** ABOUT THIS TASK **
Scan the entries for the word "tile". Every line that has it should be copied.

** RECORDS SHOWN **
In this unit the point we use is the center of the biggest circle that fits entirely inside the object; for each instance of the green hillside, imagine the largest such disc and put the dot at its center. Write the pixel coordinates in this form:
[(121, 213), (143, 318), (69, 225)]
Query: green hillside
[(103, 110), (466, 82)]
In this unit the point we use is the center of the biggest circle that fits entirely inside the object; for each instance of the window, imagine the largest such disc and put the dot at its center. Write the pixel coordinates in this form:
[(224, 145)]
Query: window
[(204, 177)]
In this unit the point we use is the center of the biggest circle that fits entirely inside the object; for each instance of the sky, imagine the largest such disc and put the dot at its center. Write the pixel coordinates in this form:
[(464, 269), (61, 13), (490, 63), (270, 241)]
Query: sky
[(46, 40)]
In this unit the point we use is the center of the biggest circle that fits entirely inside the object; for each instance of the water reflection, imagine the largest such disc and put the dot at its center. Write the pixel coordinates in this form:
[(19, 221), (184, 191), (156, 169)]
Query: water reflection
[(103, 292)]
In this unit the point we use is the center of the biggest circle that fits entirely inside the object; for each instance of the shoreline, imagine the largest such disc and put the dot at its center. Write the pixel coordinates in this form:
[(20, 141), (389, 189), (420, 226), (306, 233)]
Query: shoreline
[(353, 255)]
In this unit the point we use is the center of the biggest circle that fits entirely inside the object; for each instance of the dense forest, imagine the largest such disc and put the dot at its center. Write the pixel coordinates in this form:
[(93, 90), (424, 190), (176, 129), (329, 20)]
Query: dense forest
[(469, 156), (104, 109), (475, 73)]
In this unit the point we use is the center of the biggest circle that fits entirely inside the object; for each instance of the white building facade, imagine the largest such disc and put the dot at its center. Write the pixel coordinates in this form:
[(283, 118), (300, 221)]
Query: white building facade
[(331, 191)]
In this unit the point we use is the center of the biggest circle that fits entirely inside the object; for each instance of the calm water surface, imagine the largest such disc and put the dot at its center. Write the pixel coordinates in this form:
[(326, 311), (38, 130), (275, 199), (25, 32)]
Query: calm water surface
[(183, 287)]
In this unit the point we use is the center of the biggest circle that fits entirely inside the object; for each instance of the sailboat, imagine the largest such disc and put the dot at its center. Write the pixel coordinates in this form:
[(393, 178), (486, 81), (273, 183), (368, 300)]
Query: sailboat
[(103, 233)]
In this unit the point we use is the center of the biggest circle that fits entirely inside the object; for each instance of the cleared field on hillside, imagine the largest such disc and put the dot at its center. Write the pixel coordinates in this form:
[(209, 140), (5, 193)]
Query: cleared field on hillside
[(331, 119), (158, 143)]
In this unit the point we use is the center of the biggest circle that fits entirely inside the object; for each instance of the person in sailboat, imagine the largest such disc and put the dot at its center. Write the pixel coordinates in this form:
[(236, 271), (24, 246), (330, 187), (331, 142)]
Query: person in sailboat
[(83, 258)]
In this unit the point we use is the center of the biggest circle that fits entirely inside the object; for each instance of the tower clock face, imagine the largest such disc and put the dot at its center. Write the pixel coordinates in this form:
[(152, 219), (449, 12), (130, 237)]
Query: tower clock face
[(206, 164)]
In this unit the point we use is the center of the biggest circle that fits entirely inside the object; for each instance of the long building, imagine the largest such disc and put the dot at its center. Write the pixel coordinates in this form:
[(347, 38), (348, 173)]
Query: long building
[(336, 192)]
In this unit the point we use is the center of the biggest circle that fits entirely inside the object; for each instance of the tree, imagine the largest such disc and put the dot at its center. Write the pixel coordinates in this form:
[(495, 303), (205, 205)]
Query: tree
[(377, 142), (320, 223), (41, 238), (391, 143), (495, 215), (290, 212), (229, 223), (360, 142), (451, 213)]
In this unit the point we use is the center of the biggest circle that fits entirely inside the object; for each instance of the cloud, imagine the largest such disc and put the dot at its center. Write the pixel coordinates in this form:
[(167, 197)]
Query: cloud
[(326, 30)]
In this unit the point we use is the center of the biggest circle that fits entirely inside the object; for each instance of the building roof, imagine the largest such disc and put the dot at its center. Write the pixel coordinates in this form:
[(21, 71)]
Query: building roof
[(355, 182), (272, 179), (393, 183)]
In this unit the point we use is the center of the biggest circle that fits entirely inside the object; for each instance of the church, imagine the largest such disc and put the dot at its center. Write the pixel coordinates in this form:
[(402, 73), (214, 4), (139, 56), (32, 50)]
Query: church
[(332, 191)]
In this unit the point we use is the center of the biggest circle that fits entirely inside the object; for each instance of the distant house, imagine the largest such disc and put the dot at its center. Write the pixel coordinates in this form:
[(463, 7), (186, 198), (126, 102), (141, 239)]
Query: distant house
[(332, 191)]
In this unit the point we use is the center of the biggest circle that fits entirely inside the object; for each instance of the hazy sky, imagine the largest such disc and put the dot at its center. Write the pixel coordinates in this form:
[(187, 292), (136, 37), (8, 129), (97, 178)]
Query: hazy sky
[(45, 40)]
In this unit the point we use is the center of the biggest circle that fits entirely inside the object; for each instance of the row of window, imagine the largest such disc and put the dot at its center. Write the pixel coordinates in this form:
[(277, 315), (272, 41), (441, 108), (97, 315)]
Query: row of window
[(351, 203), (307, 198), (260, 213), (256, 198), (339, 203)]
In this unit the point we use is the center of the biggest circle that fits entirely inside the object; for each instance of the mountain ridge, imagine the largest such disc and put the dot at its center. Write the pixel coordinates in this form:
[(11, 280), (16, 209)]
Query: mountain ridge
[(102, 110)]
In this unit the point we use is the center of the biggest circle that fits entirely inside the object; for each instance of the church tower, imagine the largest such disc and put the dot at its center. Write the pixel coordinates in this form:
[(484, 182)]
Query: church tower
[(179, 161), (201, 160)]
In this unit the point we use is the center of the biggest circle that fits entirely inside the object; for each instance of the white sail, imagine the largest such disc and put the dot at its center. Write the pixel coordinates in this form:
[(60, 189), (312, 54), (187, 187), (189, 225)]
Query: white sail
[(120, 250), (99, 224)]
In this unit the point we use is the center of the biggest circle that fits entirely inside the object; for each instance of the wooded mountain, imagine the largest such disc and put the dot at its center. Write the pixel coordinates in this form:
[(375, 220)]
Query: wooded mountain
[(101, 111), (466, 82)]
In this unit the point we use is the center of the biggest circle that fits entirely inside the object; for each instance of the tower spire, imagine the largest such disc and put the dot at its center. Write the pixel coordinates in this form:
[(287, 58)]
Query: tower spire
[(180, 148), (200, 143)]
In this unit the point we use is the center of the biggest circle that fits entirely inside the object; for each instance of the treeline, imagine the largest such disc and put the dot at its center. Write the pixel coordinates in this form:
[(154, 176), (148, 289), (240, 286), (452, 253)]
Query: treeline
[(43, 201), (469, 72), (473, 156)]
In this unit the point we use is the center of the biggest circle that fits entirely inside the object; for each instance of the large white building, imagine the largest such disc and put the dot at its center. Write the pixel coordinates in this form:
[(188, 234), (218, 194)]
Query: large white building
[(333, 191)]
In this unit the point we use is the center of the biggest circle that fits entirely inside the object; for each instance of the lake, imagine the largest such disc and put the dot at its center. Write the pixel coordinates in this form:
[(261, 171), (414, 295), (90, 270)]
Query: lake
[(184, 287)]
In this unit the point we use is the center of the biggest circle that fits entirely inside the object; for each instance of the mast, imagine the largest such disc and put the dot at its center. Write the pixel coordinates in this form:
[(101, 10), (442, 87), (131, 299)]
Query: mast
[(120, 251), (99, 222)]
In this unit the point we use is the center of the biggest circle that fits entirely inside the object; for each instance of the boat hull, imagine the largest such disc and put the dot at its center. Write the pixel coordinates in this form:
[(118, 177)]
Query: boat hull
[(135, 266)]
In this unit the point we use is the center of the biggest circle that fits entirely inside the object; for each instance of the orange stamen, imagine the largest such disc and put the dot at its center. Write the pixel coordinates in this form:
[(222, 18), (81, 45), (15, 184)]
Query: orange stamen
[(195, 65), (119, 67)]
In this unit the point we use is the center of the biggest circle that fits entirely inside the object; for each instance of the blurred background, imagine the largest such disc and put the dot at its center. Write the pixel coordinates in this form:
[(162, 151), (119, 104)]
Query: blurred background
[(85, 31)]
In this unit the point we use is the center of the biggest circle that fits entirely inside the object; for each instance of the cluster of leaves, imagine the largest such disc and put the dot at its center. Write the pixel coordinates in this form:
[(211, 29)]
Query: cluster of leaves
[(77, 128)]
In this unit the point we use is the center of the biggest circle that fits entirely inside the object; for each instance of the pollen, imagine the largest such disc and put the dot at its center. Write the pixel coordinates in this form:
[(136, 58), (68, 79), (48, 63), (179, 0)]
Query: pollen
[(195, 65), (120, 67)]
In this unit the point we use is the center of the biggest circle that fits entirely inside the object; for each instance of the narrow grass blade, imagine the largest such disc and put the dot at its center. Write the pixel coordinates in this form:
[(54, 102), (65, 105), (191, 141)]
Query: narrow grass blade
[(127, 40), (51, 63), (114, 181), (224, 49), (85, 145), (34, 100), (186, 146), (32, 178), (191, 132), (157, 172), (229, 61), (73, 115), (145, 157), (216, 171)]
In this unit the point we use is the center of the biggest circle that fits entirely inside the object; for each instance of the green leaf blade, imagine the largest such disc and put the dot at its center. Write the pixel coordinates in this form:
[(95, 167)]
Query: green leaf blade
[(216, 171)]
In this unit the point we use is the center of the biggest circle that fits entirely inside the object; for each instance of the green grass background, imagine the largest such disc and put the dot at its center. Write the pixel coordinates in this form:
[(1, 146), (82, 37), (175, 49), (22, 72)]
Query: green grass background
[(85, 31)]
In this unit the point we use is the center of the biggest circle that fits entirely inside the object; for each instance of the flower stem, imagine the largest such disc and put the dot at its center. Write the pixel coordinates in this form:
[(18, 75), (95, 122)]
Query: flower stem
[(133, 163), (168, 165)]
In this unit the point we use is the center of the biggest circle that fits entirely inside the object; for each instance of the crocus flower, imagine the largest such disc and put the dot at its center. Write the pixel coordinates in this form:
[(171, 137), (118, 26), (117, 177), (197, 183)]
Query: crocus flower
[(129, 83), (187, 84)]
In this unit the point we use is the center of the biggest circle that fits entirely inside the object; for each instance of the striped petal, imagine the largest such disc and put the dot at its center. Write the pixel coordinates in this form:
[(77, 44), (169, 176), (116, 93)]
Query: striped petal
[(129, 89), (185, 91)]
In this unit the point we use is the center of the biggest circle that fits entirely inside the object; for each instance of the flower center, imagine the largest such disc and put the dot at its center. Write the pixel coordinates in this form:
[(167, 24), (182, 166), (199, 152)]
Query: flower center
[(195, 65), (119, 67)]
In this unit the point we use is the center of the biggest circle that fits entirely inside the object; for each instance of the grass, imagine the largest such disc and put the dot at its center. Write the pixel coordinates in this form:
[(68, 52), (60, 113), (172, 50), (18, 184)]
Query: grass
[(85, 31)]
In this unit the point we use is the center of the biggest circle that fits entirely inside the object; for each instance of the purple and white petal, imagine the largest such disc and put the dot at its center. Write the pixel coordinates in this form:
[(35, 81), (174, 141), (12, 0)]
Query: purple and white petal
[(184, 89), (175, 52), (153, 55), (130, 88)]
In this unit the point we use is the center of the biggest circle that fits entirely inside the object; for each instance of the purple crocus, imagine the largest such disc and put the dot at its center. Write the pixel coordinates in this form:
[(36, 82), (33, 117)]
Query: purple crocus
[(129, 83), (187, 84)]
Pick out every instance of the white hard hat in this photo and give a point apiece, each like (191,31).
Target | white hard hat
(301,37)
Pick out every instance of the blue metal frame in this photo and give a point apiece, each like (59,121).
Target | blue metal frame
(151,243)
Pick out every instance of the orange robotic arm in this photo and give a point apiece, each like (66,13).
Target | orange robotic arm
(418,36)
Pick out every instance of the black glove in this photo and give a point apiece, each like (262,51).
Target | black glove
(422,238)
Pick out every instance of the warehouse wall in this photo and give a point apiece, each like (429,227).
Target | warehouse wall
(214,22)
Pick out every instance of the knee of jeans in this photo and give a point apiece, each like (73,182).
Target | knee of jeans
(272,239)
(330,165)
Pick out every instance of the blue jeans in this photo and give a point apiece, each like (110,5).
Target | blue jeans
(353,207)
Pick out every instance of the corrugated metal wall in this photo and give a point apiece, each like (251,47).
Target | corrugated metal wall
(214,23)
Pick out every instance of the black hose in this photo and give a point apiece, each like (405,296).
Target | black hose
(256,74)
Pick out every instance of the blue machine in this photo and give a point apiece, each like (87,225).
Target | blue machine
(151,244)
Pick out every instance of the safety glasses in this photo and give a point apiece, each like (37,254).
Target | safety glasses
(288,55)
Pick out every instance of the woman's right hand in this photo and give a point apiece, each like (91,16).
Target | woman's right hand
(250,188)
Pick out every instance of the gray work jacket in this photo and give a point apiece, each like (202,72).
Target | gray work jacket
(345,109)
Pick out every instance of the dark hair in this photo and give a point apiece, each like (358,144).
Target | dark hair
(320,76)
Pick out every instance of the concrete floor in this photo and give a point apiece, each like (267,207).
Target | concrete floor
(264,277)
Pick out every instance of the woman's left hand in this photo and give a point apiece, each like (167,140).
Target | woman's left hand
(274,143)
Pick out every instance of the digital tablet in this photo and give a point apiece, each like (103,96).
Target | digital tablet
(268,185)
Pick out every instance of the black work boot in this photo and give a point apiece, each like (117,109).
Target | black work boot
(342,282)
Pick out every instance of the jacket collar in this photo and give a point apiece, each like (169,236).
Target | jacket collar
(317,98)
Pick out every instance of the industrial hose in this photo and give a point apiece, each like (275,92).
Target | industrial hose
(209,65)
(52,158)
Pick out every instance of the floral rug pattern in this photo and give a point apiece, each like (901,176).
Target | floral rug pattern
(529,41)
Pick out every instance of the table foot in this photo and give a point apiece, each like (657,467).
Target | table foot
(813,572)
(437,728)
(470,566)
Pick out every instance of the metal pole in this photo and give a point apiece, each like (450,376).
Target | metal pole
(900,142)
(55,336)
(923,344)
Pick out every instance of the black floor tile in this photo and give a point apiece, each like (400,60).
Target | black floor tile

** SOLUTION BELOW **
Pick out every instance of the black floor tile in this photo and give a point apiece, each like (400,60).
Target | black floor tile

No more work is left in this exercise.